Making an Offer
You've found a home you love. Here's how to structure an offer that protects your interests and positions you to win.
The Components of Your Offer
An offer is more than just a price. In Texas, the standard residential contract has several negotiable terms — and how you balance them matters. Each component can strengthen or weaken your position depending on the market, the seller's situation, and your own priorities. Here's what I walk through with every buyer before we write a single line on the contract.
Sales Price
This is the number everyone focuses on first — and it matters — but it's only one of several levers. Your offer price should be grounded in comparable sales data and current market conditions, not just the asking price.
I'll prepare a Comparative Market Analysis (CMA) for every property you want to write on so you're making a data-informed decision, not guessing.
Earnest Money
Earnest money is a deposit held in escrow until closing. It signals to the seller that you're serious. In Texas, 1% of the sale price is typical, but it's negotiable. In a competitive situation, offering more earnest money can strengthen your offer without changing the price.
Your earnest money is credited toward your total cash due at closing — it's not an extra cost, it's an advance on what you'd pay anyway.
Option Period & Fee
The option period starts when the contract is executed and gives you the unrestricted right to terminate for any reason. You decide how long it lasts and how much you'll pay for it. A longer period gives you more time for inspections and due diligence, but it's riskier for the seller — so you'll pay more for that security.
This is one of the most strategic parts of the offer. A shorter option period can be the difference that wins a multiple-offer situation, but don't shorten it so much that you can't get your inspection done.
Closing Date
Typically 30 days after the contract is executed, but this can move forward or backward depending on the situation. Your lender's timeline and the seller's needs both factor in. Sometimes flexibility here is what a seller values most.
If the seller needs extra time to find their next home, accommodating that with a later close date — or offering a leaseback — can make your offer stand out.
Possession & Leaseback
In most transactions, the buyer takes possession at closing. But sometimes a seller needs to stay in the home after closing — often because they're buying another home simultaneously. A temporary leaseback allows this and can be a powerful negotiating tool.
Offering a seller leaseback costs you very little but can be highly valuable to the seller. It's one of the easiest ways to make your offer more attractive.
Who Pays for What
Title policy, survey, home warranty, closing costs — these are all negotiable. In some markets, the seller traditionally covers certain costs. In others, buyers take on more. Understanding which costs to ask for and which to absorb is part of the strategy.
I'll break down the estimated costs for you before we write the offer so there are no surprises. See the cost estimator below for title policy pricing.
Every one of these is negotiable between buyer and seller. Part of the offer strategy is deciding which costs to ask the seller to cover and which to absorb. I'll walk you through the tradeoffs before we write your offer.
Title Policy Cost Estimator
Texas title insurance rates are set by the Texas Department of Insurance — every title company charges the same rate. Use the slider to see the basic premium for an owner's title policy at the March 2026 promulgated rates.

[SET PROBLEM A]
Collect every line of the listing below that contains the string "Target", treating case as significant.

[TASK MATERIAL]
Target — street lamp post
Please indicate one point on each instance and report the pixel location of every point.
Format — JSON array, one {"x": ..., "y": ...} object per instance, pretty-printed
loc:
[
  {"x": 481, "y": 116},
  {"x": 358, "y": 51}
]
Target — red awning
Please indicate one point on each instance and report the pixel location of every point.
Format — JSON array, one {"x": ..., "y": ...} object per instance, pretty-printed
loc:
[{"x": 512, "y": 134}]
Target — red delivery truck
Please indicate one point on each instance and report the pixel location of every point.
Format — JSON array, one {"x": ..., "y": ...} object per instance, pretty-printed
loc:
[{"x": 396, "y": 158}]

---

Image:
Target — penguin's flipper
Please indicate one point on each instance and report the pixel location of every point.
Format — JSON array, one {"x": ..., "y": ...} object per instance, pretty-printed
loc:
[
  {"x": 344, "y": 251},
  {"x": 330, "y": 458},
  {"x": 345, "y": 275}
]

--

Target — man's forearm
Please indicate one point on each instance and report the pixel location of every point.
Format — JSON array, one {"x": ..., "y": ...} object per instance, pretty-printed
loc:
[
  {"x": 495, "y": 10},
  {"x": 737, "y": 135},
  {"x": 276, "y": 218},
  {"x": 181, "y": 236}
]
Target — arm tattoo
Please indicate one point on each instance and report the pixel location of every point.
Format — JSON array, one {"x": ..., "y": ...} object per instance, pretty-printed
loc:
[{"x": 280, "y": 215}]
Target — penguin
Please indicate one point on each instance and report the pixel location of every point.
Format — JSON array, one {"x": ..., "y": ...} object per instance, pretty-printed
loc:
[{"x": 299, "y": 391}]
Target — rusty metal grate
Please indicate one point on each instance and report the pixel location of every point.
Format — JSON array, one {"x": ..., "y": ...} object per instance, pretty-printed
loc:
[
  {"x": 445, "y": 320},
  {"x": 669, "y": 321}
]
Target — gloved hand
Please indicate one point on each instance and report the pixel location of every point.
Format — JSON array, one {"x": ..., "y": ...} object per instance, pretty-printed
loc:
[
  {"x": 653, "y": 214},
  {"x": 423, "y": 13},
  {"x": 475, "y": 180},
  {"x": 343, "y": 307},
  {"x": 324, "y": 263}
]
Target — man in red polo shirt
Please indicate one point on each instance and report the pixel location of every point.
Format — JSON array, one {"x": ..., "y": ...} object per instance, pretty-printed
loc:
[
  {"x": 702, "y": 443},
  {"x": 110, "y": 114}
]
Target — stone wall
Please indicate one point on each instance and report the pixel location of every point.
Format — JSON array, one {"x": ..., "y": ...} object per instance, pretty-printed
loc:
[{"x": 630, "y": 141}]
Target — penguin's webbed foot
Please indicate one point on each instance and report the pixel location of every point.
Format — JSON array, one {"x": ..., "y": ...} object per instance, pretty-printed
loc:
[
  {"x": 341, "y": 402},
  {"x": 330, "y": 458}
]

[SET PROBLEM B]
The offer guide names several components of an offer under their own headings. List every one of those component headings.

[TASK ANSWER A]
Target — street lamp post
Target — red awning
Target — red delivery truck
Target — penguin's flipper
Target — man's forearm
Target — arm tattoo
Target — penguin
Target — rusty metal grate
Target — gloved hand
Target — man in red polo shirt
Target — stone wall
Target — penguin's webbed foot

[TASK ANSWER B]
- Sales Price
- Earnest Money
- Option Period & Fee
- Closing Date
- Possession & Leaseback
- Who Pays for What